# TRECHO DO DOCUMENTO
_ _ _ _

Segundo relatório do Tribunal, alívio em débitos estaduais gera peso maior para a União A proposta que muda o índice de correção das dívidas de estados e
municípios com a União, aprovada na quarta-feira pela Câmara, pode
representar um risco ao equilíbrio das contas públicas. Essa é a
avaliação que consta de acórdão aprovado pelo Tribunal de Contas da
União (TCU) em agosto. Segundo o TCU, ao aliviar as dívidas dos governos
regionais, a mudança do indexador acabará tendo um peso maior sobre a
dívida federal. Isso porque o valor pago pelos estados e municípios é
usado para amortizar o endividamento federal. A alteração ainda criaria
um precedente perigoso, pois seria "incentivo ao endividamento excessivo
no presente com base na crença de socorro financeiro futuro, criando um
problema de risco moral" como afirma trecho do voto do ministro-relator
Valmir Campeio.

_ _ _ _

# EXERCÍCIO ESCRITO 1
Selecione todas as linhas das entradas que contêm a palavra "house", levando em conta a distinção entre maiúsculas e minúsculas.

_ _ _ _

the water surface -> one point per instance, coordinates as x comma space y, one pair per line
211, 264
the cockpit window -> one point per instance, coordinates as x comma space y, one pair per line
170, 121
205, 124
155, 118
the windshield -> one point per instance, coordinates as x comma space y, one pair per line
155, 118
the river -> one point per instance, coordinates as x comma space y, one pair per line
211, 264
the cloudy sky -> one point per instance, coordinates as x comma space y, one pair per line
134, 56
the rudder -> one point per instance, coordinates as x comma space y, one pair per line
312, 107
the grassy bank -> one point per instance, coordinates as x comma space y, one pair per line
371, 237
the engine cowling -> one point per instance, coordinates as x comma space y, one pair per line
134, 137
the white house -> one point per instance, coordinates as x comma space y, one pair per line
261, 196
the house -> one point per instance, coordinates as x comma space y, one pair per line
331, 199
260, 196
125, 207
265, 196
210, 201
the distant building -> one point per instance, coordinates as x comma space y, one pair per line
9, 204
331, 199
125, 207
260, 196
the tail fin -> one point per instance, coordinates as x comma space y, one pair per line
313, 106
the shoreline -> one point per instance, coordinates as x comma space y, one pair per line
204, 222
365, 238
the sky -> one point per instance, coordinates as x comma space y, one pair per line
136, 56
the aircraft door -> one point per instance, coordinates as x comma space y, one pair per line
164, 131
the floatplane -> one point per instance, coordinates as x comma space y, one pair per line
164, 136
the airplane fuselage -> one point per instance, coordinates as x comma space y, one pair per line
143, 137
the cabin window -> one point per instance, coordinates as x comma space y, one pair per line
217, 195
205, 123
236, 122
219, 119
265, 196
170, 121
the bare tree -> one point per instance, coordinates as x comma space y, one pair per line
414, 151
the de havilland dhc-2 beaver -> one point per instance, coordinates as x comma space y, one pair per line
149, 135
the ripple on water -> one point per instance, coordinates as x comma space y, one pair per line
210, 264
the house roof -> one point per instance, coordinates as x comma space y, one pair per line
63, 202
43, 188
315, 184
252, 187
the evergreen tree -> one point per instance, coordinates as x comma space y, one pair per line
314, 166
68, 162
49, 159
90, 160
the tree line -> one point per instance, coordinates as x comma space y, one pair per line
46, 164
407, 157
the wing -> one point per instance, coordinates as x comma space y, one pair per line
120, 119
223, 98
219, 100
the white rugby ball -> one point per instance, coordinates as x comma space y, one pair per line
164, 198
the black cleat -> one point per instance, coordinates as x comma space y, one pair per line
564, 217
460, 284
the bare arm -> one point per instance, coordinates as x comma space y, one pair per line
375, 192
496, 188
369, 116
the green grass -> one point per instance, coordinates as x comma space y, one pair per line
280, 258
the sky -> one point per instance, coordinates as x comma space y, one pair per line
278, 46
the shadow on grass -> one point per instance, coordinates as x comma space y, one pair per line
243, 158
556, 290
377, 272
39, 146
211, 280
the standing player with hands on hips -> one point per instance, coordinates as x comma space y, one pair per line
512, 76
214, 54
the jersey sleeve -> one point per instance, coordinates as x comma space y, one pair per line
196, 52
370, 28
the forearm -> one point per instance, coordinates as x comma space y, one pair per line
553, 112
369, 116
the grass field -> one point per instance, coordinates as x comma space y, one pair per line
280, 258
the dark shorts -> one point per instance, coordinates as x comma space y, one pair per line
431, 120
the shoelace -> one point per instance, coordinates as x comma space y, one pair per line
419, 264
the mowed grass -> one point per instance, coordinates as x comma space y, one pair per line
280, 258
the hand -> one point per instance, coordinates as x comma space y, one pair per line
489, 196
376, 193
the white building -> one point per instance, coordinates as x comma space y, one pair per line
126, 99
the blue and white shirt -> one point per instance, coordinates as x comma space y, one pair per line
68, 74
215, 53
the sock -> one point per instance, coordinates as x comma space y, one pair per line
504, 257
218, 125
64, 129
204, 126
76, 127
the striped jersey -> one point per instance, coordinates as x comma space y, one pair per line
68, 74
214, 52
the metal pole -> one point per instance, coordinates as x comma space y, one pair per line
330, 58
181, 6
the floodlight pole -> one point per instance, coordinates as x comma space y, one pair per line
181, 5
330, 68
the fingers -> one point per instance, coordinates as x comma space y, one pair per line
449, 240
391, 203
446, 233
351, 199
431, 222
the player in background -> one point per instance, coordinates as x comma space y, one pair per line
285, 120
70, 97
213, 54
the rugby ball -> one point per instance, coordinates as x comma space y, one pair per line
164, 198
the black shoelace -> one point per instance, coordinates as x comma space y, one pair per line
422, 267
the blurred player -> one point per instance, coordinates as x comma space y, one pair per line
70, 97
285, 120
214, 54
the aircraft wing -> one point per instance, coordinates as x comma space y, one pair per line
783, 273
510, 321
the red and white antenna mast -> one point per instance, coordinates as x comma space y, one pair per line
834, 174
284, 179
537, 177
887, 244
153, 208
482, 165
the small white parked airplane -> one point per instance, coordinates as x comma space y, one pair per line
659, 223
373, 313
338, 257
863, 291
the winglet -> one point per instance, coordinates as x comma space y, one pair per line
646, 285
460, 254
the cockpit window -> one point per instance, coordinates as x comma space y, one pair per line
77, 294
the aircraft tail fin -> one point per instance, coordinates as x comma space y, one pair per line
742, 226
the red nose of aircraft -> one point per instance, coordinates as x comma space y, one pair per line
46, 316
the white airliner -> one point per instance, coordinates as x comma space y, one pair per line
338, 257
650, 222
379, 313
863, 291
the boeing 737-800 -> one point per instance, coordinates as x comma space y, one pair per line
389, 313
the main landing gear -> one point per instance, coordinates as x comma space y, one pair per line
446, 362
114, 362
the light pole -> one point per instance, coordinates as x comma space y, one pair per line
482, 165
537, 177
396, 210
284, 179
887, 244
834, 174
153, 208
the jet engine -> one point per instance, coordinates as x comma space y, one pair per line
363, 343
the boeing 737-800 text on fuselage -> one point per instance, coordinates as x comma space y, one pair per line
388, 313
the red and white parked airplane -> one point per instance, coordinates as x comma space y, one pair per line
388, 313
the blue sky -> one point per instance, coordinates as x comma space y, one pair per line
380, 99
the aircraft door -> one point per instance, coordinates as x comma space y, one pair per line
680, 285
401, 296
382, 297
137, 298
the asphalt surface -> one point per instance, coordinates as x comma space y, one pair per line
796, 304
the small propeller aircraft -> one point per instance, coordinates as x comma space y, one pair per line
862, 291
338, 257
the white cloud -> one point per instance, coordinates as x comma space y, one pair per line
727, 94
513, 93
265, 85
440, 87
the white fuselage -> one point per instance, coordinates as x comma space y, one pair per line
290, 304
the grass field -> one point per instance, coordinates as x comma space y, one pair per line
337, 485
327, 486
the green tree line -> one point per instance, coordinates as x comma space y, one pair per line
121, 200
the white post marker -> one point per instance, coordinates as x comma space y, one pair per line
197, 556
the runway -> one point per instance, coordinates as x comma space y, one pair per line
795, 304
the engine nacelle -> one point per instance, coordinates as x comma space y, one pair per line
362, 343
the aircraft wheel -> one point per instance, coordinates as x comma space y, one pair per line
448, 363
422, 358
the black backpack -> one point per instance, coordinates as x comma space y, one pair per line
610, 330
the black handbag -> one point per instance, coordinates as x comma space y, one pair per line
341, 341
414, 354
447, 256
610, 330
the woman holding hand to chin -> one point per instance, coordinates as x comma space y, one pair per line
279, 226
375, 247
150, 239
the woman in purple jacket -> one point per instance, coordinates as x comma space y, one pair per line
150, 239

_ _ _ _

# EXERCÍCIO ESCRITO 2
Com base no trecho do documento sobre as dívidas estaduais, responda:
(a) Em que mês o Tribunal de Contas da União aprovou o acórdão mencionado?
(b) Em que dia da semana a Câmara aprovou a proposta?
(c) Qual é o nome do ministro-relator cujo voto é citado?

# RESPOSTA FINAL 1
the white house -> one point per instance, coordinates as x comma space y, one pair per line
the house -> one point per instance, coordinates as x comma space y, one pair per line
the house roof -> one point per instance, coordinates as x comma space y, one pair per line

# RESPOSTA FINAL 2
(a) Em agosto.
(b) Na quarta-feira.
(c) Valmir Campeio.